BRIEF DESCRIPTION OF THE DRAWINGS

FIG. 1 is a system schematic diagram of a control system and method for a hydrogen-powered vehicle-mounted mobile generator according to the present invention;

FIG. 2 is a method flow chart of a control system and method for a hydrogen-powered vehicle-mounted mobile generator according to the present invention;

FIG. 3 is a schematic diagram from a perspective of a vehicle-mounted mobile generator corresponding to a control system and method for a hydrogen-powered vehicle-mounted mobile generator according to the present invention;

FIG. 4 is a schematic diagram from another perspective of a vehicle-mounted mobile generator corresponding to a control system and method for a hydrogen-powered vehicle-mounted mobile generator according to the present invention; and

FIG. 5 is a system operation flow chart of a vehicle-mounted mobile generator corresponding to a control system and method for a hydrogen-powered vehicle-mounted mobile generator according to the present invention.

1 denotes a hydrogen storage system; 2 denotes a hydrogen fuel battery pack; 3 denotes a buffer lithium battery system; and 4 denotes a PCS.

DETAILED DESCRIPTION OF THE EMBODIMENTS

Embodiment 1

In view of the problems that an existing vehicle-mounted mobile generator technology cannot fully meet the requirements of green environmental protection, long power supply time, short energy replenishment time, and no noise, and vehicle-mounted mobile generators may experience insufficient power generation during peak loads, this embodiment provides a control system for a hydrogen-powered vehicle-mounted mobile generator. The control system for a vehicle-mounted mobile generator is directly connected to a load. Referring to FIG. 1 to FIG. 4, the control system includes a vehicle controller and a hydrogen storage system 1. The vehicle controller is connected to a first DC/DC converter, and the first DC/DC converter is connected to a PCS 4. The hydrogen storage system is connected to a hydrogen fuel battery pack 2, the hydrogen fuel battery pack is connected to a second DC/DC converter, the second DC/DC converter is connected to the PCS and a buffer lithium battery system 3, respectively, and the PCS is also connected to an off-grid switching device. The PCS is also connected to the off-grid switching device and a centralized monitoring system, respectively. The centralized monitoring system is configured to control the charging and discharging of the buffer lithium battery system. The centralized monitoring system is connected to the buffer lithium battery system, the hydrogen storage system, the hydrogen fuel battery pack, and the second DC/DC converter, respectively. The PCS receives scheduling commands from the centralized monitoring system and converts DC into AC. In this embodiment, the centralized monitoring system is a main control center for an emergency power supply, which performs scheduling control on the PCS, the buffer lithium battery system, the hydrogen storage system, the hydrogen fuel battery pack, and the second DC/DC converter, respectively.

**DATA RECORDS:**
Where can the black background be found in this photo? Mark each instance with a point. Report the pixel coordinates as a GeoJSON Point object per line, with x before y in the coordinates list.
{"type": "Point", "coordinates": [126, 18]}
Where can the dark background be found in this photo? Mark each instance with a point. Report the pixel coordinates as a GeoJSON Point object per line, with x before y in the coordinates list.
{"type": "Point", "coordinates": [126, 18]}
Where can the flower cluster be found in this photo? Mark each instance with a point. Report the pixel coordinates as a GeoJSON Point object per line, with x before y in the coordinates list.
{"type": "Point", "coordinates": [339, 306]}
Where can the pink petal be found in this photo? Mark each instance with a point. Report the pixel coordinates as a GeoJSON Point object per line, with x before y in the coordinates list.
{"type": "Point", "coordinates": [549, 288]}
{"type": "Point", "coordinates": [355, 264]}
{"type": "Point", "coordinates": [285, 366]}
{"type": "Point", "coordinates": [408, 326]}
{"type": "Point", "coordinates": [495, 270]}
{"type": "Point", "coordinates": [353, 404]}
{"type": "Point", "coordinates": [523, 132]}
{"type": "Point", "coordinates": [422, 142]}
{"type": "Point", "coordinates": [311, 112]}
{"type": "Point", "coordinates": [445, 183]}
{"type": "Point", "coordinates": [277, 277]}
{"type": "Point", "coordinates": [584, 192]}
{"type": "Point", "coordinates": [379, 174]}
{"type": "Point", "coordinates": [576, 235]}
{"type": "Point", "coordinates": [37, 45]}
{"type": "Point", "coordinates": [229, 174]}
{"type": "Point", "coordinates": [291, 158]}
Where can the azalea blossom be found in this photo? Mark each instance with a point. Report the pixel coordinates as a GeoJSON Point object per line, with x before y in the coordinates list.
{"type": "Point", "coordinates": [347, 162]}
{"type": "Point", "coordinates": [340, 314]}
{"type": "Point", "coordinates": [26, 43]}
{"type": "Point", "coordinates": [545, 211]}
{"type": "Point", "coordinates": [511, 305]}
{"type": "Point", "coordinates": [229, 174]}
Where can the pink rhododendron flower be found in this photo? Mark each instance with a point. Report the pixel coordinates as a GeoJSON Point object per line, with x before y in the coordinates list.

**SET TASKS:**
A. Update the hydrogen generator description from "FIG. 5 is a" to "the present invention.", changing "system operation flow chart" to "system operation diagram".
B. In the hydrogen generator description, which system controls the charging and discharging of the buffer lithium battery system?

**RESULTS FOR EACH TASK:**
A.
FIG. 5 is a system operation diagram of a vehicle-mounted mobile generator corresponding to a control system and method for a hydrogen-powered vehicle-mounted mobile generator according to the present invention.

B. The centralized monitoring system.